## [WHAT IS EXPECTED]
Reproduce every one of the following lines word for word, leaving out the pictures.
# start of ROWS
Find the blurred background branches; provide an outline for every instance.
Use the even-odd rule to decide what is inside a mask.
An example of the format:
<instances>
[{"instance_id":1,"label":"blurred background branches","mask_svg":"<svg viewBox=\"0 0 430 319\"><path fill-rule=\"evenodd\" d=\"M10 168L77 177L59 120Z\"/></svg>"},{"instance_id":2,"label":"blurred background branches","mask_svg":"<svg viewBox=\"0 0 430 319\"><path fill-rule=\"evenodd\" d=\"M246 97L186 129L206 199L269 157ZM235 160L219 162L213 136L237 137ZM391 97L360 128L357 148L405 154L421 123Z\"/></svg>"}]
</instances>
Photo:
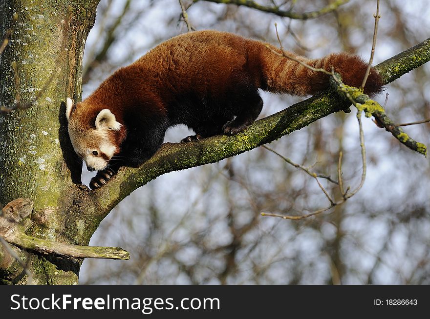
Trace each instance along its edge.
<instances>
[{"instance_id":1,"label":"blurred background branches","mask_svg":"<svg viewBox=\"0 0 430 319\"><path fill-rule=\"evenodd\" d=\"M230 1L258 3L302 15L340 2L306 20L256 8L183 0L191 25L267 40L310 58L346 50L367 60L376 1ZM222 1L225 2L225 1ZM347 2L347 3L346 3ZM236 3L237 4L237 3ZM88 39L84 96L118 68L157 43L187 32L174 0L102 0ZM427 1L381 0L378 63L428 38ZM386 87L387 112L395 123L430 118L430 66ZM298 101L263 94L260 117ZM385 94L377 100L382 104ZM274 142L294 162L337 176L343 153L345 185L359 183L362 160L354 112L339 112ZM106 218L91 245L121 246L127 261L86 260L82 283L428 284L430 274L430 165L371 120L363 120L367 173L363 188L342 205L301 220L262 217L262 212L298 215L326 202L314 179L262 148L219 163L159 177L135 191ZM408 128L429 144L428 122ZM191 134L180 126L166 141ZM84 179L90 178L86 175ZM342 197L325 179L327 191Z\"/></svg>"}]
</instances>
# end of ROWS
## [REPLY]
Find the blurred background branches; provide an outline for every instance.
Use the even-odd rule to decide what is inside a mask.
An example of the format:
<instances>
[{"instance_id":1,"label":"blurred background branches","mask_svg":"<svg viewBox=\"0 0 430 319\"><path fill-rule=\"evenodd\" d=\"M10 168L77 177L59 120Z\"/></svg>"},{"instance_id":2,"label":"blurred background branches","mask_svg":"<svg viewBox=\"0 0 430 319\"><path fill-rule=\"evenodd\" d=\"M246 97L186 129L206 199L269 157ZM235 160L219 162L213 136L237 137ZM391 97L360 128L357 148L405 154L421 123Z\"/></svg>"}]
</instances>
Photo:
Trace each instance along its edge.
<instances>
[{"instance_id":1,"label":"blurred background branches","mask_svg":"<svg viewBox=\"0 0 430 319\"><path fill-rule=\"evenodd\" d=\"M230 1L258 3L302 15L340 2L306 20L256 8L183 0L191 25L267 40L310 58L346 50L367 60L376 1ZM222 1L225 2L225 1ZM347 2L347 3L346 3ZM236 3L237 4L237 3ZM88 39L84 96L118 68L157 43L187 32L174 0L102 0ZM427 1L381 0L378 63L428 38ZM386 87L387 112L395 123L430 118L430 66ZM298 101L263 94L260 117ZM385 94L377 100L382 104ZM274 142L294 162L337 176L343 153L345 185L359 183L362 160L354 112L339 112ZM106 218L91 245L121 246L127 261L86 260L82 283L428 284L430 274L430 165L371 120L363 120L367 173L363 188L342 205L301 220L262 217L262 212L298 215L326 202L314 179L262 148L219 163L159 177L135 191ZM408 128L429 144L428 122ZM191 134L180 126L166 141ZM84 179L90 178L86 175ZM342 197L325 179L327 191Z\"/></svg>"}]
</instances>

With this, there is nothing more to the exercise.